[Document extract]:
Begin

Green Zone reteams director Paul Greengrass and actor Matt Damon who together churned out the last two Bourne hits, but box-office forecasters are predicting that the movie is not likely to produce anything like the blockbuster earnings of their previous collaborations. The Los Angeles Times's "Projector" column on Friday predicted that the movie "is on track to be the latest film about the Iraq war to disappoint at the box office." In all, four new films crowded the marquees this weekend, including Remember Me, starring Robert Pattinson, the heartthrob star of the Twilight movies, but none of them is expected even to come close to doing the kind of business that Tim Burton's Alice in Wonderland is expected to do. Friday's Hollywood Reporter said that Alice is likely to fall about 50 percent from last weekend, when it took in $116 million. Green Zone, by contrast, is expected to open with about $20-30 million, according to some forecasters; $15-16 million, according to others.

Source: Studio Briefing

Movie Reviews: "Green Zone"

Universal Studios may be attempting to market Green Zone as another thriller akin to the Bourne movies that director Paul Greengrass and Matt Damon made together, but reviewers make it clear that this thriller is filtered through politics -- and anti-Iraq War politics at that. Likewise, the critics' own point of view about the war comes into play in their judgment of the film's merits. Rarely have there been such widely divergent reviews. On the one hand, Roger Ebert of the Chicago Sun-Times gives the movie a four-star recommendation, concluding, "It's my belief that the nature of the neocon evildoing has by now become pretty clear. Others will disagree. The bottom line is: This is one hell of a thriller." One of those who disagrees is Kyle Smith, a film reviewer for the New York Post, who wrote an Op-Ed article in the newspaper earlier this week calling it a "$100-million slime job" filled with "vicious anti-American lies disguised as cheap entertainment." Green Zone, he concluded, "isn't cinema. It's slander ... one of the most egregiously anti-American movies ever released by a major studio." Oddly the "official" review of the movie appearing today (Friday) is written by Smith's colleague, Lou Lumenick, who concludes, "Politics aside and purely as a piece of genre moviemaking, Green Zone is a solid example of a political paranoia thriller." And Mick Lasalle in the San Francisco Chronicle remarks that the filmmakers "squeeze out a convincing narrative, one that's gripping and suspenseful." But Claudia Puig in USA Today disagrees. "It takes a complex and important story and renders it facile," she writes. And Liam Lacey in the Toronto Globe and Mail goes further, calling the movie "a crude paint-by-numbers fiction that keeps yelling about the importance of the truth while hurtling in the opposite direction."

Source: Studio Briefing

Movie Reviews: "She's Out Of My League"

End

[Job A]:
List every film critic whose opinion of Green Zone the movie news excerpt quotes.

[Extracted records]:
Begin

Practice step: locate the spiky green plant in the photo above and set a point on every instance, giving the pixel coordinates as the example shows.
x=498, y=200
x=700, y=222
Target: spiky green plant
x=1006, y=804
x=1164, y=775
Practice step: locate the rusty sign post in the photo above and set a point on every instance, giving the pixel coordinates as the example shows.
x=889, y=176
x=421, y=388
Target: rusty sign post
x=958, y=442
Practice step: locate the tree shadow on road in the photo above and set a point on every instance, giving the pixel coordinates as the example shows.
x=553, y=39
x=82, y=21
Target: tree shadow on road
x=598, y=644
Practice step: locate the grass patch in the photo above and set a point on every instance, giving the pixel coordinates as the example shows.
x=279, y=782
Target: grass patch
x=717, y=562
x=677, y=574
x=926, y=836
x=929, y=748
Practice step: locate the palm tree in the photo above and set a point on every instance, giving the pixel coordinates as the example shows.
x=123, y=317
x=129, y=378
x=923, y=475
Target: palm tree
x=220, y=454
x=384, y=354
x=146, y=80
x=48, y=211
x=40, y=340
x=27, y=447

End

[Job B]:
Write out the rows word for word, starting with the line containing "Practice step: locate the rusty" and going on through the last row, with both ends included.

[Full answer A]:
Roger Ebert
Kyle Smith
Lou Lumenick
Mick Lasalle
Claudia Puig
Liam Lacey

[Full answer B]:
Practice step: locate the rusty sign post in the photo above and set a point on every instance, giving the pixel coordinates as the example shows.
x=889, y=176
x=421, y=388
Target: rusty sign post
x=958, y=442
Practice step: locate the tree shadow on road in the photo above and set a point on every instance, giving the pixel coordinates as the example shows.
x=553, y=39
x=82, y=21
Target: tree shadow on road
x=598, y=644
Practice step: locate the grass patch in the photo above and set a point on every instance, giving the pixel coordinates as the example shows.
x=279, y=782
Target: grass patch
x=717, y=562
x=677, y=574
x=926, y=836
x=929, y=748
Practice step: locate the palm tree in the photo above and set a point on every instance, giving the pixel coordinates as the example shows.
x=123, y=317
x=129, y=378
x=923, y=475
Target: palm tree
x=220, y=454
x=384, y=354
x=146, y=80
x=48, y=211
x=40, y=340
x=27, y=447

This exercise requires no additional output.